• Text zur Analyse:
:::

Nachdem er 1941 die Krankenschwester Tilly Grosser geheiratet hatte, zwangen 1942 die Nationalsozialisten das Ehepaar zur Kindesabtreibung, eine der unzähligen menschenverachtenden Taten an jüdischen Frauen zur Zeit des Nationalsozialismus. Im selben Jahr wurden er, seine Ehefrau und seine Eltern in das Konzentrationslager Theresienstadt deportiert, danach in die Lager Auschwitz, Dachau und Kaufering II. Der Alltag in den Lagern war von der Ausbeutung der Arbeitskraft, von Hunger, von Krankheiten, von desolaten hygienischen Bedingungen und von der ständigen Todesbedrohung geprägt. Vater Gabriel starb 81-jährig, sechs Monate nach der Zwangsverschickung nach Ausschwitz infolge einer Lungenentzündung (Frankl, 2002a, S. 6). Mutter Elsa verlor 65-jährig unmittelbar nach Ankunft in Ausschwitz ihr Leben im Gas. Auch Schwester Stella und Bruder Walter wurden ermordet. Im letzten KZ erlitt Frankl selbst eine Fleckfiebererkrankung. Dem Schicksal von Tilly Grosser haftet eine besondere Tragik an. Sie kam am Tag der Befreiung aus dem KZ Bergen-Belsen durch die Engländer zu einem Zeitpunkt ums Leben, zu dem ein Überleben bereits möglich gewesen wäre. Sie war extrem geschwächt, kam deswegen zu Fall und wurde von den in die Freiheit drängenden Häftlingen zu Tode getrampelt. Am 27. April 1945 wurde Frankl von US-Truppen befreit und kehrte im August 1945 nach Wien zurück, wo er vom Ableben seiner Angehörigen erfuhr.

:::

Datensätze aus einer Datensammlung:
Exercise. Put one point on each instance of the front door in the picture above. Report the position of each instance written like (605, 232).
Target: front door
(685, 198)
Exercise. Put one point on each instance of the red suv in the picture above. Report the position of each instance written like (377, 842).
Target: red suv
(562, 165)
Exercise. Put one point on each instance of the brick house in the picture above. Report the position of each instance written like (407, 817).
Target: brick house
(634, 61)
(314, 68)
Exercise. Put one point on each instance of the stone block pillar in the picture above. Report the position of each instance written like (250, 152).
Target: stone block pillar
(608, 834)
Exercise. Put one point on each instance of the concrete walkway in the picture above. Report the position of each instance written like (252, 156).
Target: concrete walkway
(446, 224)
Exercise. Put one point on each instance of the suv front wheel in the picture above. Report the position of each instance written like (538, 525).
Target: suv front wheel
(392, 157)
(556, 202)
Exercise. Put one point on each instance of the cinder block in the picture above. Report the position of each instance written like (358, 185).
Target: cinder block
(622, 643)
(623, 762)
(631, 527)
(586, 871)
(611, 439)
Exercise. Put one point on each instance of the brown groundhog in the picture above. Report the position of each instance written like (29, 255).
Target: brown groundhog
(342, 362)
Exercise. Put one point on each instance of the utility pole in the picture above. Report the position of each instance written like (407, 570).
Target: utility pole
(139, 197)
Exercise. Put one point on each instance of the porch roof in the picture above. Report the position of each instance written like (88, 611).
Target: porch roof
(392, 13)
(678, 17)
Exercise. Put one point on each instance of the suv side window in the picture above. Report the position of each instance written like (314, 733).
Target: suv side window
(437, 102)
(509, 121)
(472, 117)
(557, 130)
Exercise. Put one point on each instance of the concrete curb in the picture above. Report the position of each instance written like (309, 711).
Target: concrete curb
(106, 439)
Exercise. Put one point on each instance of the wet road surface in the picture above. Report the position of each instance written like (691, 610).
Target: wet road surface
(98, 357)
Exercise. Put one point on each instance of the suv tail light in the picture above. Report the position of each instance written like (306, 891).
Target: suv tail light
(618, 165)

:::

• Aufgabe: Wann kehrte Frankl laut dem Text zur Analyse nach Wien zurück? Die Datensätze stammen aus einer anderen Quelle.

• Lösung: Im August 1945.